Output verbatim the lines beginning at the one that contains "I'd appreciate it if you could identify where the road" and ending at the last line of the material, inclusive of both.

DATA PROVIDED:
━━━━━━━━━━━━━━━━━━━━

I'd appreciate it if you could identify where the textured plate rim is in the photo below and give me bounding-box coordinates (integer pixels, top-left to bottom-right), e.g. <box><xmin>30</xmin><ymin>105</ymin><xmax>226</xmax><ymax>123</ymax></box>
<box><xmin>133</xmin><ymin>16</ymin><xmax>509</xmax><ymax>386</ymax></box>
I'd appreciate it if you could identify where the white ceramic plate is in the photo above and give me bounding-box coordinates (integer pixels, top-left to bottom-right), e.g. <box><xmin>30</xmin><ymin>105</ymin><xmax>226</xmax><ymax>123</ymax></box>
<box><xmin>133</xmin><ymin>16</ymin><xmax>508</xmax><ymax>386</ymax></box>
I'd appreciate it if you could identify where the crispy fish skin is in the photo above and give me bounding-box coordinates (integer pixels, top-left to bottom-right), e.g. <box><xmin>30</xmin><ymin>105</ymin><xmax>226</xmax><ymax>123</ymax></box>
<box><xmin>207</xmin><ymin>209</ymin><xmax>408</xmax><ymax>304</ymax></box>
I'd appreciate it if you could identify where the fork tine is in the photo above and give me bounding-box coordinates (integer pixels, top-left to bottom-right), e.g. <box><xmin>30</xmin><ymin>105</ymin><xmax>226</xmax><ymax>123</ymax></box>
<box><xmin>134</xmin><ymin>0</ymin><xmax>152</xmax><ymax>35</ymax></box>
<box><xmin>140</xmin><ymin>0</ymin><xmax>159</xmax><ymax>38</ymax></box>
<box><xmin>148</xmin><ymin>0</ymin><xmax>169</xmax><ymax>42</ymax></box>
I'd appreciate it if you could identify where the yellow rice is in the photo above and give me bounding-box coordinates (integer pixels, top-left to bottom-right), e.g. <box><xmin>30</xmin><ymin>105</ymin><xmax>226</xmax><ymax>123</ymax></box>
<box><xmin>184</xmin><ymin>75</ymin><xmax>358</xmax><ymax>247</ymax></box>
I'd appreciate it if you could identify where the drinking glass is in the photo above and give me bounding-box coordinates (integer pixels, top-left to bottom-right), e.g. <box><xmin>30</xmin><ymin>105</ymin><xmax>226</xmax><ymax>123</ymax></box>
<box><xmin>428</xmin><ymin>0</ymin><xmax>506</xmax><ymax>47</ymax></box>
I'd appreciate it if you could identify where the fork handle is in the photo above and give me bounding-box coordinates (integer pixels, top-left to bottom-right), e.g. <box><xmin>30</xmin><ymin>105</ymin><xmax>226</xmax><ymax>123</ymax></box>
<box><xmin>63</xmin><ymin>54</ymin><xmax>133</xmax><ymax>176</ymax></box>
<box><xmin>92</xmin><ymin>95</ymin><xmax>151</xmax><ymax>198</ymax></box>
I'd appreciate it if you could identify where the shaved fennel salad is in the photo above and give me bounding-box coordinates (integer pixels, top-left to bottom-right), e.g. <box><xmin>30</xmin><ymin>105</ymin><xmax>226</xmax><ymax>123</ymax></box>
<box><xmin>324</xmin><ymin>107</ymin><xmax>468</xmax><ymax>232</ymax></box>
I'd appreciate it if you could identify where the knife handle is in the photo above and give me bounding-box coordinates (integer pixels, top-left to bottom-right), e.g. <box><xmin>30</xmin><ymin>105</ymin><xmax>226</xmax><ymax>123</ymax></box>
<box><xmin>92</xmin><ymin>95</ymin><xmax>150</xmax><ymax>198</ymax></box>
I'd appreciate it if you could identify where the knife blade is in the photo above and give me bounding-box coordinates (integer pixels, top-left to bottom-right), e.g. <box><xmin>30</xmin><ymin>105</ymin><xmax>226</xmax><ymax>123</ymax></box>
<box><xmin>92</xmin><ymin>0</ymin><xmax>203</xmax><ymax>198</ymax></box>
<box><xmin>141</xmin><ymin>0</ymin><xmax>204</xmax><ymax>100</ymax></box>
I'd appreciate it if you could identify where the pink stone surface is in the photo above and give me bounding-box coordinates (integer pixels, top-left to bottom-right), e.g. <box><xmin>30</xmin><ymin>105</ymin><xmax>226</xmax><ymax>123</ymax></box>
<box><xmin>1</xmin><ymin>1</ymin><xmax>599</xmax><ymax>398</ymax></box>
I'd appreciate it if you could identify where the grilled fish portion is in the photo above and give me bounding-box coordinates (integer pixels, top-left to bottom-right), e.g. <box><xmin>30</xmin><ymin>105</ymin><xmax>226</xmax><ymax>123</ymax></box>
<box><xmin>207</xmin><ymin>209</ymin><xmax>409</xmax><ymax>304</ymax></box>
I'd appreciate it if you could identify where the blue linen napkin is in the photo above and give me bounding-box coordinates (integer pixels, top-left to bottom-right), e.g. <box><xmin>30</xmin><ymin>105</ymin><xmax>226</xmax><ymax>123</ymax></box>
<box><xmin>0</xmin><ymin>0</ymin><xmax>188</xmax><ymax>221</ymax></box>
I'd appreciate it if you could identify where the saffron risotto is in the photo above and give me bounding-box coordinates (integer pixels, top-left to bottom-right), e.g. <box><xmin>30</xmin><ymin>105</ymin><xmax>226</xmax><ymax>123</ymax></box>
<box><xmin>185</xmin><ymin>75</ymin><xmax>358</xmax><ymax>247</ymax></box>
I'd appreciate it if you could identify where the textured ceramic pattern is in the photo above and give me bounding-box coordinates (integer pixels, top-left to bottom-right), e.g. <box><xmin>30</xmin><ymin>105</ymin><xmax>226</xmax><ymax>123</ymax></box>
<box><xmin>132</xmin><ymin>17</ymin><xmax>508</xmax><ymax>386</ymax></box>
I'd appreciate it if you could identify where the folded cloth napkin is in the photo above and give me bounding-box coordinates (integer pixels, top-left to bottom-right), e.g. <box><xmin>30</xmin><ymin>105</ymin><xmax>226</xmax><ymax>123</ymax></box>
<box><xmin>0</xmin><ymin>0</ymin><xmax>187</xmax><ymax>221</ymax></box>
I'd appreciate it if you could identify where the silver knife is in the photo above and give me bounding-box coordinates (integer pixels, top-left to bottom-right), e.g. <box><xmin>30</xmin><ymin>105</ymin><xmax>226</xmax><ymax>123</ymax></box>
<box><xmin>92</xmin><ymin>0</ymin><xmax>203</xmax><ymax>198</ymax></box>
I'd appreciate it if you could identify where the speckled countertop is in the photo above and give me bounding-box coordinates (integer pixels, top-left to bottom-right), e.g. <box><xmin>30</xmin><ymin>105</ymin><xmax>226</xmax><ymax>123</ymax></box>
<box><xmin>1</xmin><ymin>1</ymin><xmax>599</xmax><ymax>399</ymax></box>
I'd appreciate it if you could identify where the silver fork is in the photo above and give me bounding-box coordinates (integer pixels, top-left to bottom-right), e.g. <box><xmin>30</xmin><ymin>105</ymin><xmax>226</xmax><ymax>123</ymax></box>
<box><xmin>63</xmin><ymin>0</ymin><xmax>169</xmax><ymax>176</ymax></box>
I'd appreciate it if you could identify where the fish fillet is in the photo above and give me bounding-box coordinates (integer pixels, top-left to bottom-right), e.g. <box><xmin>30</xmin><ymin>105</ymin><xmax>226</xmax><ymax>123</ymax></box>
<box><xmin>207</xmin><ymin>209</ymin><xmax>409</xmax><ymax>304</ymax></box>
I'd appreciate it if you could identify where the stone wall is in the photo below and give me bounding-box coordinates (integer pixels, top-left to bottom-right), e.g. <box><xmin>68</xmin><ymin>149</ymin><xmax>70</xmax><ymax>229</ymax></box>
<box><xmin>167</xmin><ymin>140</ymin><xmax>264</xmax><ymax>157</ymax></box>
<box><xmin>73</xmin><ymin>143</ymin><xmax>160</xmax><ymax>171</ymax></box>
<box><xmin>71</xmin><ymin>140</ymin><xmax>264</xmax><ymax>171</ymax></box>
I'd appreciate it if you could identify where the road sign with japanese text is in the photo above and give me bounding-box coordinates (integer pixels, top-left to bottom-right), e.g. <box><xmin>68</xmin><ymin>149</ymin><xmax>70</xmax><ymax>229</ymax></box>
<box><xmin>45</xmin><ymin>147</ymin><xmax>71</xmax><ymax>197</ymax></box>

━━━━━━━━━━━━━━━━━━━━

EXERCISE RESPONSE:
I'd appreciate it if you could identify where the road sign with japanese text is in the photo above and give me bounding-box coordinates (integer pixels, top-left to bottom-right), e.g. <box><xmin>68</xmin><ymin>149</ymin><xmax>70</xmax><ymax>229</ymax></box>
<box><xmin>45</xmin><ymin>147</ymin><xmax>71</xmax><ymax>197</ymax></box>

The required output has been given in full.